_Given passage_.
========
On RTE’s Today with Claire Byrne, presented by Damien O’Reilly.

Historian and former head of special projects at the National Archives of Ireland Catriona Crowe spoke about her essay in the Dublin Review which outlines how the testimony of Caroline O’Connor, Noelle Browne and Annette McKay – given to the Confidential Committee of the Commission of Investigation into Mother and Baby Homes – was misrepresented in the commission’s report.

Some 550 people’s testimony given to the Confidential Committee was excluded from the commission’s main report and did not help form the commission’s findings, one of which was that the commission did not find any evidence of forced adoptions. Ms O’Connor’s testimony explained how she was forced to give up her son for adoption.

From Ms Crowe’s interview….

Damien O’Reilly: “Just back, once again, to the discrepancies, that you discovered in your investigation and back to Caroline and to Noelle and, indeed to Annette later, who you refer to in your essay as well, explain, for example, how deep these discrepancies were?”

Catriona Crowe: “Well, in the case of Caroline O’Connor, we have what amounts to about a six-page vivid testimony which she wrote down, she gave a copy of that to the commission and she read it out during the course of her session with them. She spent just over an hour, speaking to the confidential committee. As you’ve just said, she had the brilliant inspiration to tape that herself. So I was able to listen to that tape and then identify Caroline in the confidential committee report where everything is anonymised so you don’t get the details of what institution people were in, or any allegations about individuals, fair enough. That would require them to be able to comment on it.

“So. Those six pages of vivid testimony, that hour long discussion that she had with the confidential committee is reduced to two paragraphs and three quotes. The three quotes allegedly come from her own words. One quote is accurate, one is entirely made up, it does not exist either in her own testimony or in the tape that was made. And the third is botched. She’s misquoted and it makes something very serious in her life sound grotesque in a way that it was not.

“So what does that tell us? It tells us that, yes, they made a tape, they told her they would make a tape, they said nothing about destroying the tape, by the way, after the event, which is of course what happened. Did they listen to the tape when they were coming to the point of trying to reduce this material down to a size for their confidential committee? It would seem they didn’t.

“They were taking notes. Were those notes impressionistic notes? Or were they made by a stenographer who knew shorthand? I mean we shouldn’t have to go into all of this detail. But it’s still a mystery how survivors could be so misquoted and misrepresented in the confidential committee and, primarily, so reduced. Two paragraphs from all that wonderful information.”

Later

O’Reilly: “Is the testimony, in its collective, does it take from the actual thrust of the final report when you take all of the testimonies together even if there are paragraphs here and quotes here and there. Do you think that it takes from the overall thrust and final report?”
========
_Recorded information_.
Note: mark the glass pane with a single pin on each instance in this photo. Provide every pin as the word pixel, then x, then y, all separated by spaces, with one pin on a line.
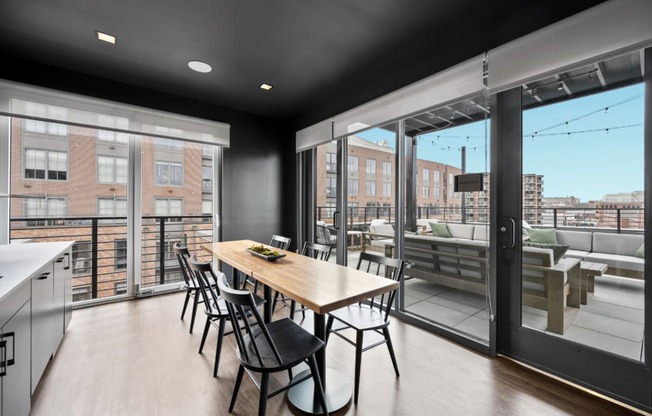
========
_Instruction 1_.
According to the interview excerpt about the Mother and Baby Homes report, how many people's testimony to the Confidential Committee was left out of the commission's main report?
_Instruction 2_.
In the interview excerpt about the Mother and Baby Homes report, explain how Catriona Crowe was able to check the way Caroline O'Connor was quoted.
_Instruction 3_.
Carry on the interview excerpt about the Mother and Baby Homes report from the point where it stops.

_Task output 1_.
Some 550 people's testimony was left out.

_Task output 2_.
Caroline O'Connor had taped her own hour-long session with the Confidential Committee, so Crowe could listen to that recording. She could then find O'Connor in the anonymised committee report and compare its quotes with what O'Connor actually said and wrote.

_Task output 3_.
Crowe: “Well the fact is that the commission decided itself not to include it. This is main issue here. This is the real problem. The commission, by the admission of Professor Mary Daly who appeared at a seminar in Oxford last week, did not include the 550 testimonies to the confidential committee as part of their final report and those testimonies did not inform their conclusions. That is critical here. Because some of their conclusions were that there was no evidence of physical abuse in the mother and baby homes, no evidence of forced adoption, that the church and state were not the main perpetrators…”

O’Reilly: “Yeah, it was family members…”

Crowe: “Yes, it was family members and fathers which goes against every idea of historiography we have for the 20th Century, so….”

O’Reilly: “They were complicit but probably not the main drivers. I mean where did families get these ideas in the first place. But the point I’m trying to make is the commission left out the testimony of 550 people. There were 60 others that spoke to the investigative committee which they did apparently take into account or say they did. We are now missing a huge chunk of what should have had a bearing on the conclusions and recommendations of this commission. They are not there. That is serious.”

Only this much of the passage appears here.